STATED EXERCISE 1 =
Return every line of the records that contains the string "front", matching case exactly.

⁂

Highway 303 begins at Highway 45 at Mayfield and runs north through unincorporated Washington County to meet US Route 412 at Spring Valley near the historic Spring Valley School. The two routes participate in a 1 mi concurrency east until Highway 303 turns north from US 412 near the Madison County line. The route then runs north towards War Eagle and becomes Benton CR 98 which eventually gives access to Highway 12 near Beaver Lake.

===Benton County===
Highway 303 begins at Highway 12, angling northeast before terminating at Rocky Branch Road (Benton CR 99) near the Rocky Branch School and Beaver Lake.

==History==
Highway 303 was added to the state highway system as part of a large transfer of county roads to the state system that took place on April 24, 1963. Initially only the portion from Mayfield to the Benton County line was transferred to state maintenance.

⁂

STATED EXERCISE 2 =
According to the Highway 303 text, on what date was the highway added to the state highway system?

MATERIAL TO PROCESS =
⁂

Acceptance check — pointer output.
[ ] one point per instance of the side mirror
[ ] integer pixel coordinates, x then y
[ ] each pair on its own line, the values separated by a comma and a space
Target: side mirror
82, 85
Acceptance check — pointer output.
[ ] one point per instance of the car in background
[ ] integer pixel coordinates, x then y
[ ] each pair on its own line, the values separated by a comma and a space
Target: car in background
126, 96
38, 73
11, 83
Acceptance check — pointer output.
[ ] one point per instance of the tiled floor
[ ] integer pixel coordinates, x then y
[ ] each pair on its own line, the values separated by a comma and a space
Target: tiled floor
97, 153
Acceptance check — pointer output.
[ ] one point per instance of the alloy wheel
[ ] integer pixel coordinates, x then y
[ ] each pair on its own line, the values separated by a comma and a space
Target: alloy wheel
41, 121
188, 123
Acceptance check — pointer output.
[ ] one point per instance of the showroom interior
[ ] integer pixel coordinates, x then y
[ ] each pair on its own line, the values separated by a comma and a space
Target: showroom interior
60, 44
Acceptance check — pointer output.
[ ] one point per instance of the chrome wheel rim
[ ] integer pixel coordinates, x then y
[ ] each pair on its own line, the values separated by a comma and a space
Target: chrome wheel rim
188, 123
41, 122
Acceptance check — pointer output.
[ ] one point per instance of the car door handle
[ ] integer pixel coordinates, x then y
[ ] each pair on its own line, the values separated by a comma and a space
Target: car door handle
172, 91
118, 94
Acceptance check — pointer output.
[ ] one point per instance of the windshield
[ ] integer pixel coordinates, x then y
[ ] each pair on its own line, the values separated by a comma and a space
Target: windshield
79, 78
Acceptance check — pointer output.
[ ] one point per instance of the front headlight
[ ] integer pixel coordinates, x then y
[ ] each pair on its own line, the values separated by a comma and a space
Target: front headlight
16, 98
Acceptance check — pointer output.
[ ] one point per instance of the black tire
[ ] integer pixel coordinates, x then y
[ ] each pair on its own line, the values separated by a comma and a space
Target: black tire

⁂

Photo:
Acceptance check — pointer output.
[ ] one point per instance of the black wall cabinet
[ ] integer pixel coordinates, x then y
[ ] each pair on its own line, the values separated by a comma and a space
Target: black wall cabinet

⁂

ANSWER 1 =
[ ] one point per instance of the front headlight
Target: front headlight

ANSWER 2 =
April 24, 1963